(Stored data)
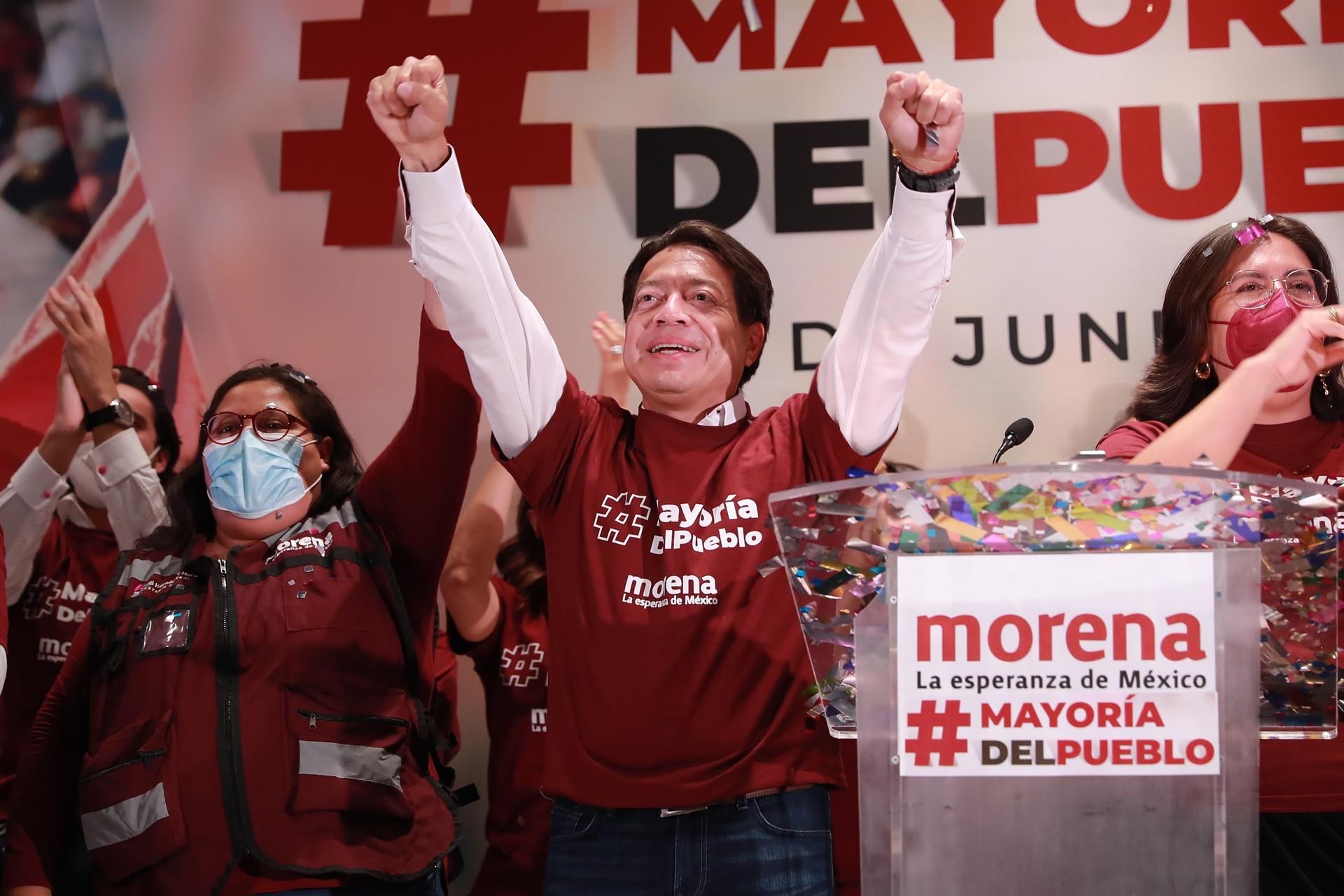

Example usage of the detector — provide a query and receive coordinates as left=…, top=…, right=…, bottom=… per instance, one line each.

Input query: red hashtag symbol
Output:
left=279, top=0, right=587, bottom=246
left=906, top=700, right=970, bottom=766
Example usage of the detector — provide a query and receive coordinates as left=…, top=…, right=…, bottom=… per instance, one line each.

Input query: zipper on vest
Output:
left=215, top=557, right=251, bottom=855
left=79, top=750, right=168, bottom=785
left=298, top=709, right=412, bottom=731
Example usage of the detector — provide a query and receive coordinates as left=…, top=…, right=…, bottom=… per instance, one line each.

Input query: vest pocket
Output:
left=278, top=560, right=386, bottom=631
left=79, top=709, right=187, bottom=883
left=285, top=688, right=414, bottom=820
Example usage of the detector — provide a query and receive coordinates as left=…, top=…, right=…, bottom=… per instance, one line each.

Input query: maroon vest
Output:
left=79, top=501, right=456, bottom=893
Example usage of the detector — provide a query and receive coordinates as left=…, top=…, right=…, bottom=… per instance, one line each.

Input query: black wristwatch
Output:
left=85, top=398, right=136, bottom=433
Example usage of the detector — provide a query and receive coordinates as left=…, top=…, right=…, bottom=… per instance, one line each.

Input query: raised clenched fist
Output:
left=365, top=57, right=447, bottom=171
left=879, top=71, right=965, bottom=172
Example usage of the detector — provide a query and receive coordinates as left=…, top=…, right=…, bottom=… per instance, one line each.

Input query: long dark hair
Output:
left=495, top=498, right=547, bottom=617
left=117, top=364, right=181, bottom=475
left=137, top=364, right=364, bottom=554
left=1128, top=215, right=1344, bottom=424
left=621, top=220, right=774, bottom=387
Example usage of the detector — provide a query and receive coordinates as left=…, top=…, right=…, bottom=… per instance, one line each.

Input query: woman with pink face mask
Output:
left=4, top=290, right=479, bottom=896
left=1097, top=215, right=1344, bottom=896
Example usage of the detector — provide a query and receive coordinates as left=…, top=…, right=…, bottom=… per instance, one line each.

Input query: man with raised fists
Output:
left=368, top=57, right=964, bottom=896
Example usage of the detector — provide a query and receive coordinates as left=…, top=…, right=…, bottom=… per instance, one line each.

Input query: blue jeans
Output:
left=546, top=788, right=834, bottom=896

EXERCISE INSTRUCTIONS: Copy out all of the data above word for word, leaving out the pictures.

WRITTEN RESPONSE:
Example usage of the detector — provide a query and receive coordinates as left=…, top=…, right=…, bottom=… per instance, one line each.

Input query: red hashtag symbol
Output:
left=279, top=0, right=587, bottom=246
left=906, top=700, right=970, bottom=766
Example usage of the detector — provide a query and receive coordinates as left=…, top=…, right=…, bottom=… per instance, one line each.

Input query: zipper on vest
Output:
left=215, top=557, right=251, bottom=855
left=79, top=750, right=168, bottom=785
left=298, top=709, right=412, bottom=731
Example usage of the detector — provide a query and receive coordinates as left=…, top=…, right=…, bottom=… per instance, one line each.

Input query: vest pocket
Output:
left=278, top=560, right=386, bottom=631
left=79, top=709, right=187, bottom=883
left=285, top=688, right=414, bottom=820
Example usage of the detector — provide a query and receive coordinates as left=…, top=…, right=…, bottom=… per instance, one line each.

Input query: maroon vest
Output:
left=79, top=501, right=456, bottom=893
Example usage of the detector — provide a query and receive coordinates as left=…, top=…, right=…, bottom=… per instance, one line each.

Input query: black wristwatch
Output:
left=85, top=398, right=136, bottom=433
Example usage of the detector — provide a query and receive coordinates as left=…, top=…, right=…, bottom=… per instance, one line each.

Input query: raised clenched fist
Output:
left=365, top=57, right=447, bottom=171
left=879, top=71, right=965, bottom=172
Example usage of the detector — provide a query and receive coordinates as left=…, top=…, right=…, bottom=… per instance, one line each.

Input query: long dark hair
Output:
left=495, top=498, right=547, bottom=617
left=117, top=364, right=181, bottom=475
left=137, top=364, right=364, bottom=554
left=1128, top=215, right=1344, bottom=424
left=621, top=220, right=774, bottom=387
Example usage of the detector — provide a query and receive coordinates as left=…, top=…, right=…, bottom=… per instance, one line each.

Input query: woman with pink face mask
Output:
left=4, top=290, right=479, bottom=896
left=1097, top=215, right=1344, bottom=896
Example usage of the detector — provide a query and receive coordinates as left=…, top=…, right=…, bottom=… per instance, one line each.

Input query: man with raised fists
Output:
left=368, top=57, right=964, bottom=896
Example usage of the detector — provide a query and receive coordinates as left=…, top=…, right=…, bottom=… per instance, one line each.

Input query: blue jeans
Output:
left=546, top=788, right=834, bottom=896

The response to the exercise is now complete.